◆ Directive ◆
Output every entry exactly as written, but omit the pictures.

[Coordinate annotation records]
※
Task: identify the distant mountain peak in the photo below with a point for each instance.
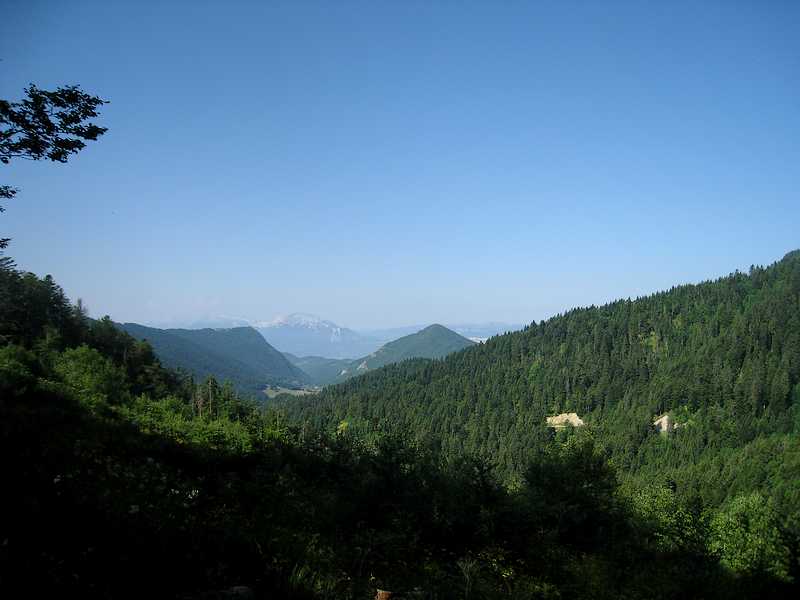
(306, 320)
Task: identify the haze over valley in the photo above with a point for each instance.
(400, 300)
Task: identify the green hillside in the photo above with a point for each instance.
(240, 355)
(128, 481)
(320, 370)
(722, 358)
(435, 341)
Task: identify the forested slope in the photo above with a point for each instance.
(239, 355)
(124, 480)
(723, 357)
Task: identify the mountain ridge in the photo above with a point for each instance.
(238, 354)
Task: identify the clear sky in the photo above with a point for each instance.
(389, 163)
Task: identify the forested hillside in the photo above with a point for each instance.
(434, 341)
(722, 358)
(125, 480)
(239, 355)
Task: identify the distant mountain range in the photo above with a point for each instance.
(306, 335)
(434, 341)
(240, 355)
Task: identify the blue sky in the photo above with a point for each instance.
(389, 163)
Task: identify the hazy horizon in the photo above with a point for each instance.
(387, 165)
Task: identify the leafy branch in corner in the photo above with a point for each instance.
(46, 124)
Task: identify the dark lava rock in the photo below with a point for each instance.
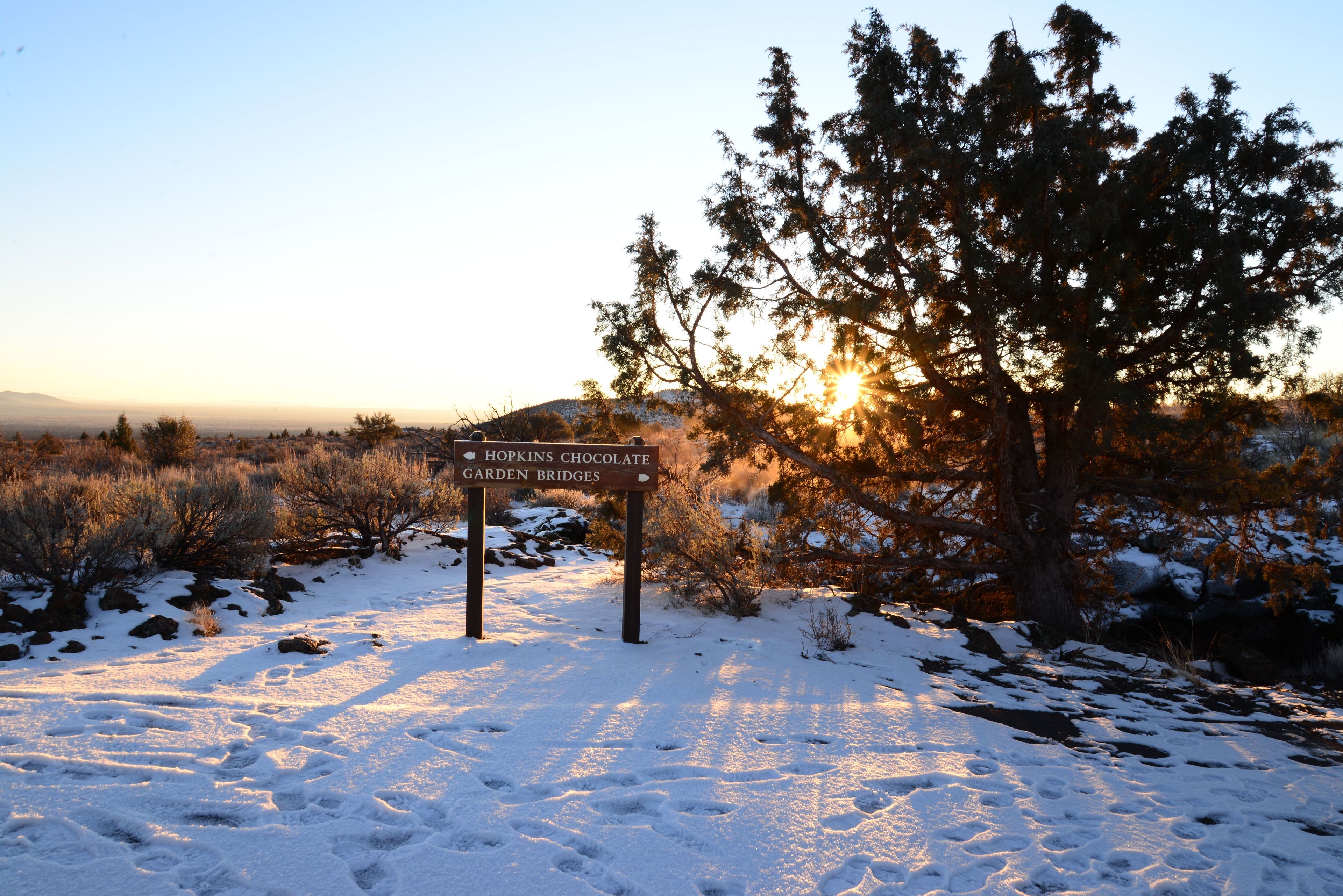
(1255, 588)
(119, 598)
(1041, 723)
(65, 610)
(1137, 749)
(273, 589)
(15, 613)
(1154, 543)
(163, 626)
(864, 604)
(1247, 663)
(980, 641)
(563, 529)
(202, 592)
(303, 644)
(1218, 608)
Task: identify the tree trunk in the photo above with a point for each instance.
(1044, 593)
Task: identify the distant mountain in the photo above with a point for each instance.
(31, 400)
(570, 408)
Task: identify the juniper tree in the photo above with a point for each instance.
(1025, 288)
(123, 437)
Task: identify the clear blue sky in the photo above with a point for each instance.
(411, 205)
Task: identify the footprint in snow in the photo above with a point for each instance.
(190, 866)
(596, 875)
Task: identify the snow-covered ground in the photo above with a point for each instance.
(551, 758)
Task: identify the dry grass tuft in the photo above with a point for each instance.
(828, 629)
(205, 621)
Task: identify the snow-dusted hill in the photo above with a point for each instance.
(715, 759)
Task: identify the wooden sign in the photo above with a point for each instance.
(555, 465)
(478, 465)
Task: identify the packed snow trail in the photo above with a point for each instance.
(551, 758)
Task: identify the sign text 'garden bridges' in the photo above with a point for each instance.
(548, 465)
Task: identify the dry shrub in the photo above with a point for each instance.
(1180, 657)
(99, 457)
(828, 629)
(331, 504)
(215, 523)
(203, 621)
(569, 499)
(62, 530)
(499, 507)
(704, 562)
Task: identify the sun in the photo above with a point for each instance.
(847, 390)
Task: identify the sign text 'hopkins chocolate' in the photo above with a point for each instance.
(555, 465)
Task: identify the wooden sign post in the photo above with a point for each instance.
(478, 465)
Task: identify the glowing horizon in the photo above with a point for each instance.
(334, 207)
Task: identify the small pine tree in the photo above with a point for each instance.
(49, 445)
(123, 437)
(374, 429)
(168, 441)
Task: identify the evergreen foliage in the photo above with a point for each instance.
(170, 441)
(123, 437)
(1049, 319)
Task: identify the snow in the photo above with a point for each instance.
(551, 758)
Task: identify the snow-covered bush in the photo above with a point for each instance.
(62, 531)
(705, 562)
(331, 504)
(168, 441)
※
◆ Solution ◆
Task: identify the distant mountain peak in the photo below with a point for each instance.
(306, 320)
Task: identify the haze over valley in the photo above with a point for each instance.
(400, 300)
Task: identify the green hillside in the photo above with a point for each instance.
(240, 355)
(128, 481)
(320, 370)
(722, 358)
(435, 341)
Task: identify the forested slope in the photo above with a point for each instance.
(239, 355)
(124, 480)
(723, 357)
Task: identify the mountain ridge in the photo above with a point for each instance.
(238, 354)
Task: identify the clear sky in the photo above with a point for each instance.
(389, 163)
Task: identify the forested hillside in the photo above with a point for each instance.
(434, 341)
(722, 358)
(125, 480)
(239, 355)
Task: identify the distant mountain range in the photo above with a point for each instance.
(306, 335)
(434, 341)
(240, 355)
Task: identify the blue sky in the photo above with a point for each instance.
(389, 163)
Task: identify the hazy horizon in the photo above with a point for each instance.
(387, 165)
Task: identify the leafy branch in corner in the photo above with a point for each instance.
(46, 124)
Task: identify the dark lava rock in the photo below with a point for each instance.
(1255, 588)
(119, 598)
(1041, 723)
(65, 610)
(1137, 749)
(273, 589)
(15, 613)
(1154, 543)
(163, 626)
(864, 604)
(1247, 663)
(980, 641)
(563, 529)
(202, 592)
(303, 644)
(1218, 608)
Task: identify the tree trunk in the photo above with a point for each instance.
(1044, 593)
Task: identify the distant mountain in the photo above with a point for each instance.
(31, 400)
(570, 408)
Task: identify the juniper tree in the photo above with a point for each instance.
(1025, 288)
(123, 437)
Task: identify the clear blue sky in the photo above with a point for each instance.
(411, 205)
Task: identify the footprint in snow in the photo above with a point for each instance.
(190, 866)
(596, 875)
Task: identify the snow-covered ground in the photo above with a point for each instance.
(551, 758)
Task: identify the dry grass tuft in the photo above with a point for each instance.
(828, 629)
(205, 621)
Task: identify the snow-dusted hill in the photo above with a point for each instance.
(715, 759)
Task: identify the wooden sign in the photo above with a point for each instance.
(555, 465)
(478, 465)
Task: identify the packed snow trail in the photo above with a point for each instance.
(551, 758)
Task: identify the sign text 'garden bridges' in the photo above with a point for each instance.
(548, 465)
Task: identify the dry shrub in the photo above with a point for each instance.
(1180, 657)
(99, 457)
(828, 629)
(331, 504)
(215, 523)
(203, 621)
(569, 499)
(62, 530)
(499, 507)
(704, 562)
Task: identify the sun in the photo above with a point for each instance.
(847, 390)
Task: identify the sign text 'hopkins chocolate' in the photo above with a point for each instance.
(555, 465)
Task: identify the wooden sign post in the photo above with a point for each instance.
(478, 465)
Task: identify the glowing horizon in the photo above with a point for each instance.
(334, 207)
Task: identify the small pine tree in the photo above with a point for each instance.
(49, 445)
(123, 437)
(374, 429)
(168, 441)
Task: identify the evergreen foliage in the photo above with a point for each instance.
(170, 441)
(123, 437)
(1049, 319)
Task: identify the snow in the photo above with a point for each instance.
(551, 758)
Task: identify the snow-covered bush in the photo above with a point for each instance.
(62, 531)
(705, 562)
(331, 504)
(168, 441)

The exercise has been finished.